**What is required:** Extract every line of the material below that contains the word "shutter", treating uppercase and lowercase letters as different.

--- BEGIN ---

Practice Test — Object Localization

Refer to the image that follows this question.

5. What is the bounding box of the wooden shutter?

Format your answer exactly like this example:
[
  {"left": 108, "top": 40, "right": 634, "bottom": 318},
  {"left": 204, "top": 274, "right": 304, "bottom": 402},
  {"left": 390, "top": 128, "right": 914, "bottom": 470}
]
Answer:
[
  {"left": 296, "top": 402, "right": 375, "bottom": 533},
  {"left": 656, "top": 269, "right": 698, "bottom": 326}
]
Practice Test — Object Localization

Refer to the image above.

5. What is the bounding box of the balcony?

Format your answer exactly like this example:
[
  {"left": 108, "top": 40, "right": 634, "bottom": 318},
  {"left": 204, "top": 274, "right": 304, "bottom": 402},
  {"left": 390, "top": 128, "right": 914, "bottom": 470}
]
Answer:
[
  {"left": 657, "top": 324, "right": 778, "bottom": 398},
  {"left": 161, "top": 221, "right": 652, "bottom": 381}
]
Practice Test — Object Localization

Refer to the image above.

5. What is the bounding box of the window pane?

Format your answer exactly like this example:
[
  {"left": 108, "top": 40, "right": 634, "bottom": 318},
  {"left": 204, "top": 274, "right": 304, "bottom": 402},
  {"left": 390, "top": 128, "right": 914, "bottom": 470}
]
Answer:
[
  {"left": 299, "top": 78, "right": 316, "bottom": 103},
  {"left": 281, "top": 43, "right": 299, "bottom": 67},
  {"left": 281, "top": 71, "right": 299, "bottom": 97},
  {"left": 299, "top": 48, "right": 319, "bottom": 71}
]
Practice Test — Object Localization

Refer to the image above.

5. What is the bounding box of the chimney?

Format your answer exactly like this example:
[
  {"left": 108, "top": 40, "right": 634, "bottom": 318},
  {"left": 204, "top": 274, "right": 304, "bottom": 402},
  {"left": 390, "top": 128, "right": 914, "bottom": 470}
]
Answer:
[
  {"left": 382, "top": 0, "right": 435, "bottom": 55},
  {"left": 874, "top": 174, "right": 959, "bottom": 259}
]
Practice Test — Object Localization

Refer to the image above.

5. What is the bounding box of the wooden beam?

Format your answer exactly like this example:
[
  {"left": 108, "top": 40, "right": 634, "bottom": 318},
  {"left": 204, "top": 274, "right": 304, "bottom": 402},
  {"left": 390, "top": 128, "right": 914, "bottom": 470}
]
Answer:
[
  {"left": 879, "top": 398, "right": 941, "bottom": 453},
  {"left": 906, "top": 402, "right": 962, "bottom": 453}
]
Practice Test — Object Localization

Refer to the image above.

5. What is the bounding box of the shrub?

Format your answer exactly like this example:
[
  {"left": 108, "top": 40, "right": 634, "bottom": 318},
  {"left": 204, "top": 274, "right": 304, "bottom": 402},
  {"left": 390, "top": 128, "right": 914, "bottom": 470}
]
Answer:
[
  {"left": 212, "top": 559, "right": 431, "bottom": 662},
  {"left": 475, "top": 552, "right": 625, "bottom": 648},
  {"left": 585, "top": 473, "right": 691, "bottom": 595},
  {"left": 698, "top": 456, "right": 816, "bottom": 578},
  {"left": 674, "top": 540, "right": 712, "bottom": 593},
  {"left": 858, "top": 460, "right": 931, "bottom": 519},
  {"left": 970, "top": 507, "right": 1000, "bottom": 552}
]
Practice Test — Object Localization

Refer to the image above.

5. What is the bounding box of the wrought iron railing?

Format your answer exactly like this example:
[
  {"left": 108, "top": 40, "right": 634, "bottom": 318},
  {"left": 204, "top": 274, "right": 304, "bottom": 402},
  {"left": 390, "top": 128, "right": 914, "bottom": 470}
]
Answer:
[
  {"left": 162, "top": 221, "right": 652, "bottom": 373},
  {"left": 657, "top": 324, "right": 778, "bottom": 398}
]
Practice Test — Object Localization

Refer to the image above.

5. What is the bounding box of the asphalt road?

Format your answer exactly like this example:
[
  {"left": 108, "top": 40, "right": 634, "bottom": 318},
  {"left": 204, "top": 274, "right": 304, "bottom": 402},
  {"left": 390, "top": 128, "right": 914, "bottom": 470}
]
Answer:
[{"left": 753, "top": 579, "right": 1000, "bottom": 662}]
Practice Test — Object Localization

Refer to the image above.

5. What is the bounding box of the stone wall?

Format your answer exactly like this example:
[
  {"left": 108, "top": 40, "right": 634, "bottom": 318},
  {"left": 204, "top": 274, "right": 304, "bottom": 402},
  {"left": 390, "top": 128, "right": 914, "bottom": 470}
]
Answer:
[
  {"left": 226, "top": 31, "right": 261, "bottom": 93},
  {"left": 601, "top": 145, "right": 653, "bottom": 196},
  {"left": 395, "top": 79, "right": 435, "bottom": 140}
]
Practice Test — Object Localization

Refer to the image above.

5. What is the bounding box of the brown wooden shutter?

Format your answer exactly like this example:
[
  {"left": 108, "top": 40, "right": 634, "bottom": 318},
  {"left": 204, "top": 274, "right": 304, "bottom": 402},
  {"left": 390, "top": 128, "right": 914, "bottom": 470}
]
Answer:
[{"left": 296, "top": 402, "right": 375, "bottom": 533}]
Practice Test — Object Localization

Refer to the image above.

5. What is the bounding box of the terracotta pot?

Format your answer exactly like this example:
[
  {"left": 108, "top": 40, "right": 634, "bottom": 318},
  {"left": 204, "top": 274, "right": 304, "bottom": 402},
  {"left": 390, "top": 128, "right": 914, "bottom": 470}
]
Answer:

--- END ---

**Answer to the problem:**
5. What is the bounding box of the wooden shutter?
5. What is the bounding box of the brown wooden shutter?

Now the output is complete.